> Exercise task 1
Decide whether each statement below agrees with the education passage, answering yes or no and quoting the deciding words from it: (a) The passage says uneducated, untrained, unhealthy people will be a liability. (b) The passage holds that educational achievement is mainly due to innate ability. (c) The passage says service work will not need information technology.
> Exercise task 2
Summarize the education passage below in two sentences.
> Exercise task 3
Continue the education passage below, starting after its final sentence.

> Text
The bottom line is this. In this economy people will either be assets or liabilities. Uneducated, untrained, unhealthy people will be a liability. Trained, educated, healthy, motivated people will be an unlimited asset. We cannot afford poor education; it is no longer a moral question.

Another reason you cannot make it with two-tier systems is that this technology is unique. The information technology is ubiquitous. It will be everywhere. You will not escape it. The idea that somehow you can go into services and you will not need it does not realize that the information technology will be used in the services as well as in any other place. I think we have a lot of work to do to convince people that we need quality education for all of our people.

The second myth that we have to deal with is equally pervasive in this country and has deep roots. It is that educational achievement is mainly due to innate ability and some kids cannot learn. Therefore, why try? We have had polls where people really believe that. All of the scientific evidence is that anybody can learn. It is mainly hard work that causes educational achievement not innate ability. I think the evidence of that is so overwhelming that we ought not to have to spend a lot of time on it.

The third myth that will cause a lot of trouble is from a lot of my colleagues in higher education who will make the following argument: They will say, “In a highly competitive world we cannot sacrifice excellence for equity. In order to maintain our position of excellence we cannot have quality education for everybody.”

> Collected data
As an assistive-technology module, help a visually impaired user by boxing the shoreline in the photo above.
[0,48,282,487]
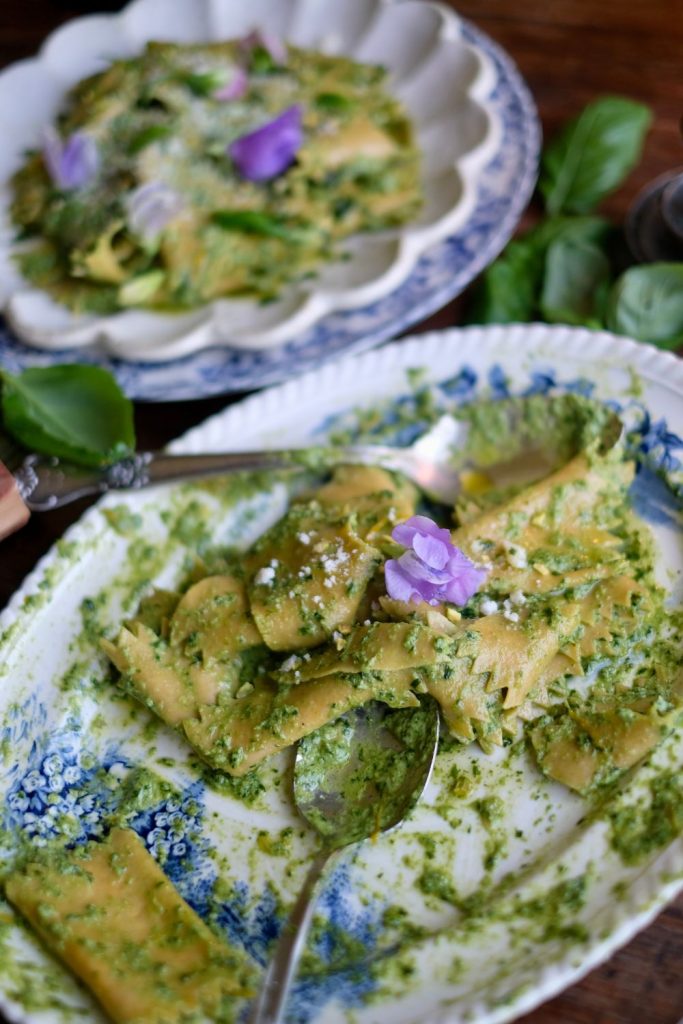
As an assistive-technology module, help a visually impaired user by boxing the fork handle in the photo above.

> Exercise answer 1
(a) Yes: "Uneducated, untrained, unhealthy people will be a liability."
(b) No: "It is mainly hard work that causes educational achievement not innate ability."
(c) No: "the information technology will be used in the services as well as in any other place."

> Exercise answer 2
The passage argues that in this economy people will be either assets or liabilities, so quality education is needed for all, especially since information technology will be everywhere, including in services. It rejects the myth that achievement comes mainly from innate ability, because the evidence shows anyone can learn through hard work, and it introduces a third myth, voiced in higher education, that excellence cannot be sacrificed for equity.

> Exercise answer 3
That is a very serious error and very dangerous for a variety of reasons. One, everybody can learn so the whole idea that excellence is incompatible with equity is a false dichotomy. The only way you can argue that is to argue that some people cannot learn. There is no evidence for that. Second, a failure to provide quality education will cost the elites dearly. It will also cost the country dearly. They diminish their own quality of life by failing to deliver quality education for everybody. Educated people themselves will actually not be very well educated if they are elitist. A person who is a racist has a serious literacy problem and is not well educated. Therefore we owe it to those people to help educate them. A multicultural, multiracial society has tremendous advantages. It also has serious problems. The advantages are higher quality of life, greater prosperity, stability, creativity which is one our strong suits. The downside is racial and ethnic conflict, prisons, using up a lot of our resources in order to try and preserve the peace and therefore to greatly diminish the quality I think it is also terribly important for everybody to see that we are in this together in this country. Regardless of whether you accept my moral values you have to accept of making the proposition of making a virtue of necessity. We are a multicultural, multiracial society. We are not going to change that. Therefore we had better do everything we can to maximize the positives and minimize the negatives of that. We are like a team. If some members of our team cannot play then we are going to be in trouble. Therefore I conclude that we will not have educational excellence without educational equity.

The fourth of these arguments is that it costs too much to provide educational equity. Well I can demonstrate to you and anybody that wants to debate is that it costs you too much not to. It costs us like $30,000 to $35,000 to keep somebody in the Texas state prison system. Ninety percent of our inmates are illiterate. We could make them literate for a lot less than $30,000 a head. I figure I could make them literate for less than a thousand. Therefore it is just bad business not to do that.

We have to overcome the mentality that sees the price of everything but the value of nothing. We have to cause people to see that this is an investment, not a cost. Therefore we will make money on the deal. We have made money on the deal investing in our education.

The fifth of these arguments is, “All right you’ve convinced me,” some people will say. “Therefore let’s make some marginal changes in the school system and that will solve the problem.” You will not do it. Marginal changes by definition will be neutralized. We have got to make radical changes in the system, not marginal changes. The system we have got is geared to the plantation and the large mass-producing industry. It’s as obsolete as those are. Therefore we need to change it. Finally, some people will say, and this is one of the hardest to overcome politically these days, they will say, “All right maybe you have convinced me but we do not really have any choices. We have got to live with the system. You cannot change the system. It is too deeply entrenched. Therefore nothing works. You cannot get an intervention that is really going to have any effect on anything.” Then you will have people tell me what I believe to be the truth. We hear all of these exemplary programs. We also hear all about the exemplary schools. I have yet to see an exemplary school system anywhere in the country. Therefore our challenge is how do we translate these exemplary interventions into systemic changes that will really make a difference.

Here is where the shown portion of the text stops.